--- TASK INSTRUCTIONS ---
Do these statements agree with the patent license agreement below? For each, answer yes or no and quote the words that decide it: 1. The license may be transferred or sublicensed. 2. The Initial Fee is due within ten days of execution of the agreement. 3. The Licensee has thirty days to cure a failure to make a timely payment.

═════ SELECTED EXTRACT

PATENT LICENSE AGREEMENT
PATENT LICENSE AGREEMENT
THIS LICENSE AGREEMENT made this __ day of _________, 2023 (the “Effective Date”),
between FURIO INTELLECTUAL PROPERTY, LLC (the “Licensor”)
an Illinois Limited Liability Company having principal offices in Carpentersville, Illinois, and
____________________________ (the “Licensee”),
a ___________________ [Corporation/Company]
having its principal offices in _________________________.
WHEREAS letters patent of the United States. Nos. 10,233,001, issued on March 19, 2019, and 11,046,493, issued on June 29, 2021, each for embodiments for corrugated cardboard box carriers to the Licensor.
Whereas the Licensee desires to manufacture and sell corrugated cardboard box carriers (“Units”) as covered by such letters patent in the geographic area defined herein.
It is therefore agreed:
1. [Non-Exclusive/Exclusive] license. The Licensor hereby grants to the Licensee the [non-exclusive/exclusive] right and license during the Term hereof, in the geographic region defined herein in the United States of America and its territories, to manufacture, use, and sell Units containing the improvements covered by letters patent of the United States Numbers 10,233,001 and 11,046,493, issued to and owned by the Licensor. This License is non-transferable and non-sublicensable.
2. Geographic Region. This Licensor hereby grants to the Licensee the above-defined license in the following geographic region: [DEFINE GEOGRAPHIC REGION]
3. Fees and Royalties.
a. Initial Fee. Within ten (10) days of execution of this Agreement, Licensee shall pay to Licensor an Initial Fee of $___________.
b. Royalties. Licensee shall pay a royalty to Licensor in the amount of $_______ per quarter
for the term of this Agreement, paid by Licensee to Licensor at the end of each calendar quarter. In the event that the first or last quarter of this Agreement is a partial quarter, the quarter shall be prorated.
4. Term. The term of this License Agreement shall be from the effective date for a period of __ years, subject to the following:
a. Licensee’s default. The Licensor may terminate this Agreement by giving notice thereof to the Licensee if:
i. The Licensee makes a general assignment of all or substantially all of its assets for the benefit of creditors; or,
ii. A petition in bankruptcy or under any insolvency law is filed by or against the Licensee and such petition is not dismissed within sixty (60) days after it has been filed; or,
iii. The Licensee commits a breach of a material obligation hereunder; provided, however, except for a breach which is a failure to timely make a payment hereunder (in which case the Licensee shall have 10 days to cure such breach). In the event a breach by the Licensee is capable of being cured, the Licensor may not terminate this Agreement unless and until the Licensee shall have failed to correct such breach within thirty (30) days after it has been served with a notice from the Licensor specifying the breach, requiring its correction, and stating the Licensor’s intention to terminate this Agreement if the breach is not corrected within such thirty (30) day period.

══════════
═════ SOURCE DATA

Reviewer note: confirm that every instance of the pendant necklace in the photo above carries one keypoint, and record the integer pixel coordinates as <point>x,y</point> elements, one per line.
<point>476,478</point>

══════════

--- TASK RESPONSE ---
1. No: "This License is non-transferable and non-sublicensable."
2. Yes: "Within ten (10) days of execution of this Agreement, Licensee shall pay to Licensor an Initial Fee"
3. No: "in which case the Licensee shall have 10 days to cure such breach"